*** Opening Excerpt ***

Overtime is not an issue at my agency, though unlike my last agency, this one doesn't consistently force you to work OT if you don't want to.  They're there if you want, not if you don't.

Non ambulance jobs, my agency has plenty, from clinical to safety to dispatch to office work.  However, at this point in my career, I'm perfectly content with the field.

Coverage area:  I loved rural medicine.  You had a lot more autonomy and freedom in what you did, but also had a lot more self reliance on just you, since it IS just you as it can take 30 minutes for a backup Paramedic.  However, you don't necessarily get the experience that someone in my stage of my career needs, which urban medicine provides.

But I sure to love driving 15 minutes to work than nearly 2 hours...


----------



## FourLoko (Jan 8, 2012)

In this economy in this state: Are they hiring?

I know this site is filled with super EMTs and Medics but you can't be picky here.


----------



## NomadicMedic (Jan 8, 2012)

FourLoko said:


> In this economy in this state: Are they hiring?
> 
> I know this site is filled with super EMTs and Medics but you can't be picky here.



Really? I could afford to be picky. I was offered 4 positions, and turned them all down to work where I am now.


----------



## Shishkabob (Jan 8, 2012)

n7lxi said:


> Really? I could afford to be picky. I was offered 4 positions, and turned them all down to work where I am now.



He means California as an EMT-B, not the rest of the US as a Paramedic


----------



## NomadicMedic (Jan 8, 2012)

Linuss said:


> He means California as an EMT-B, not the rest of the US as a Paramedic



Ohhhh. Gotcha. Cali sounds like the worst possible place in America to try and get an EMS job.


----------



## Fish (Jan 8, 2012)

n7lxi said:


> Ohhhh. Gotcha. Cali sounds like the worst possible place in America to try and get an EMS job.

*** Closing Excerpt ***
*** Opening Data to examine ***

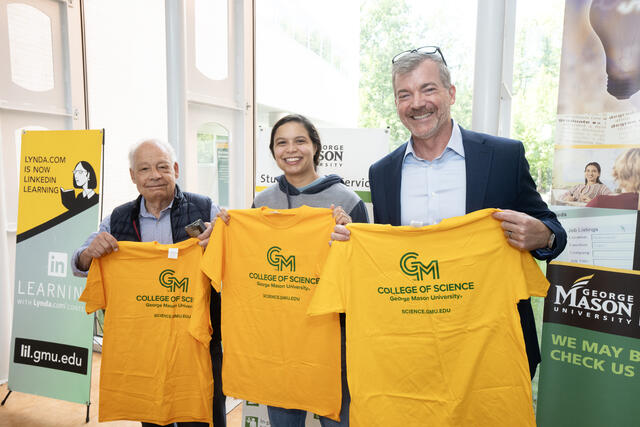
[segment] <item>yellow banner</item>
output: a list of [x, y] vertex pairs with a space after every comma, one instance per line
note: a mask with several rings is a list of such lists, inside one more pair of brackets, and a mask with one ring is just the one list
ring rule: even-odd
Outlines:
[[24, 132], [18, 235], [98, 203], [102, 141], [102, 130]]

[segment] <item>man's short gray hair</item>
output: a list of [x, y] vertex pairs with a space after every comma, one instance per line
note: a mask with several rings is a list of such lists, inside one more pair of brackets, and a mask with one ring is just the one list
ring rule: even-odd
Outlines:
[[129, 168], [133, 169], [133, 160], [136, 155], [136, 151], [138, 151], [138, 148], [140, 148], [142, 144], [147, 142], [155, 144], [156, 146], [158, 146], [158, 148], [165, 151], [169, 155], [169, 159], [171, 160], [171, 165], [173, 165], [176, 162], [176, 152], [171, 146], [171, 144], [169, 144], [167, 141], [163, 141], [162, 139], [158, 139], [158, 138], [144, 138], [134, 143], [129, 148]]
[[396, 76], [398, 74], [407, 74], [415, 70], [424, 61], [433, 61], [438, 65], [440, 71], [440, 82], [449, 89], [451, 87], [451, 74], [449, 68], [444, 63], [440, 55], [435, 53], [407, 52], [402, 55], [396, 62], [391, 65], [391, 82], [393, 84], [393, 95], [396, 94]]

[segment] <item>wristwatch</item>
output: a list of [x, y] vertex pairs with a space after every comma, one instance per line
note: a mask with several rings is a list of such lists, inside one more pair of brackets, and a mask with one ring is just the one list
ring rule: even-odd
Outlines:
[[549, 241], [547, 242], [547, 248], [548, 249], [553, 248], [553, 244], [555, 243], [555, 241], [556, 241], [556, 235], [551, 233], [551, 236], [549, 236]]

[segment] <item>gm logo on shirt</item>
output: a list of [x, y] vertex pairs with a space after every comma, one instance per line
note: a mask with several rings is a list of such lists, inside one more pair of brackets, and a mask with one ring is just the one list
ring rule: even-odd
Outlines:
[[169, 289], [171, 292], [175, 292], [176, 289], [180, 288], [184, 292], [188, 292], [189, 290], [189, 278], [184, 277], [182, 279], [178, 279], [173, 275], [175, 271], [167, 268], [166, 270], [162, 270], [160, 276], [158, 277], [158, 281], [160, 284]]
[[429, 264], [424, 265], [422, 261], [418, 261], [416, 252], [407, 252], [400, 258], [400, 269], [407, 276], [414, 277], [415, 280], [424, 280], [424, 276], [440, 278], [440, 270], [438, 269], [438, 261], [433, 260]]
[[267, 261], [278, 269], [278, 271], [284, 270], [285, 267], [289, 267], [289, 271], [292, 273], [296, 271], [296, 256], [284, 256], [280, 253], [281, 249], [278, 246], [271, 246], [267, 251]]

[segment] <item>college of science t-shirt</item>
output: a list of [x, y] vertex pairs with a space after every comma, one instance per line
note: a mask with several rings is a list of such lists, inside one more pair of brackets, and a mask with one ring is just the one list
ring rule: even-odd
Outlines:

*** Closing Data to examine ***

▶ Assignment 1: Translate this sentence from the EMS jobs thread into Spanish: "I was offered 4 positions, and turned them all down to work where I am now."
▶ Assignment 2: Duplicate the part of the EMS jobs thread between "Non ambulance jobs, my" and "with the field.", inclusive.

▶ Worked solution 1: Me ofrecieron 4 puestos y los rechacé todos para trabajar donde estoy ahora.

▶ Worked solution 2:
Non ambulance jobs, my agency has plenty, from clinical to safety to dispatch to office work.  However, at this point in my career, I'm perfectly content with the field.